Records from an annotation dataset:
## start
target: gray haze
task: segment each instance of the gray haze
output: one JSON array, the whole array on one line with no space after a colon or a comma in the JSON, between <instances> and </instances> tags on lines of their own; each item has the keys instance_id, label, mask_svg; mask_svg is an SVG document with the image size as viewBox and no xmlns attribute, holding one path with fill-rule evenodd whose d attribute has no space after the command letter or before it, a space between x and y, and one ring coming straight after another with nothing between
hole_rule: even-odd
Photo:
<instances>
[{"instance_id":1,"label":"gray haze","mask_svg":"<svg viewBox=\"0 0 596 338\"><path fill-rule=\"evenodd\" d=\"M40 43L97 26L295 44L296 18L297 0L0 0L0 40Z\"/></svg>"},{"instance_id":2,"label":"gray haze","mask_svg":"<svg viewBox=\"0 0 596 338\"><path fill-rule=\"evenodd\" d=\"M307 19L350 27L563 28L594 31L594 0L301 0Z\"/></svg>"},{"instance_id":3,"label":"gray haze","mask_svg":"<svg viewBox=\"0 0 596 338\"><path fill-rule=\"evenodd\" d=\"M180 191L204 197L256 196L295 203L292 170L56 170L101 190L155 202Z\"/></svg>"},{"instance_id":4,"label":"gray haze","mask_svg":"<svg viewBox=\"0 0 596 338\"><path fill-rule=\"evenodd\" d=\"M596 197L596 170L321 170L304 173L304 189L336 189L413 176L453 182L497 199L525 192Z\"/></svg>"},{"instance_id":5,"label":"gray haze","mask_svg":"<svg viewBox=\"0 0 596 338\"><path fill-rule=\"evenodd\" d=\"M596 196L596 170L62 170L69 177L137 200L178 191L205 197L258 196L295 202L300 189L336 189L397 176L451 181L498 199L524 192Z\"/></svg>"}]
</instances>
## end
■ **Direction**
Could you copy the material above line for line, changing nothing?

■ **The solution**
target: gray haze
task: segment each instance of the gray haze
output: one JSON array, the whole array on one line with no space after a colon or a comma in the JSON, between <instances> and </instances> tags on lines of their own; each item has the keys instance_id, label, mask_svg; mask_svg is an SVG document with the image size as viewBox and no xmlns attribute, holding one path with fill-rule evenodd whose d attribute has no space after the command letter or before it, a space between x and y, and one ring coming straight after another with nothing between
hole_rule: even-odd
Photo:
<instances>
[{"instance_id":1,"label":"gray haze","mask_svg":"<svg viewBox=\"0 0 596 338\"><path fill-rule=\"evenodd\" d=\"M40 43L97 26L295 44L296 18L297 0L0 0L0 40Z\"/></svg>"},{"instance_id":2,"label":"gray haze","mask_svg":"<svg viewBox=\"0 0 596 338\"><path fill-rule=\"evenodd\" d=\"M307 19L350 27L563 28L594 31L594 0L301 0Z\"/></svg>"},{"instance_id":3,"label":"gray haze","mask_svg":"<svg viewBox=\"0 0 596 338\"><path fill-rule=\"evenodd\" d=\"M180 191L204 197L256 196L295 203L292 170L56 170L101 190L155 202Z\"/></svg>"},{"instance_id":4,"label":"gray haze","mask_svg":"<svg viewBox=\"0 0 596 338\"><path fill-rule=\"evenodd\" d=\"M596 197L596 170L321 170L304 173L304 189L336 189L413 176L453 182L497 199L525 192Z\"/></svg>"},{"instance_id":5,"label":"gray haze","mask_svg":"<svg viewBox=\"0 0 596 338\"><path fill-rule=\"evenodd\" d=\"M596 196L596 170L62 170L69 177L137 200L178 191L205 197L258 196L295 202L300 189L336 189L397 176L451 181L498 199L524 192Z\"/></svg>"}]
</instances>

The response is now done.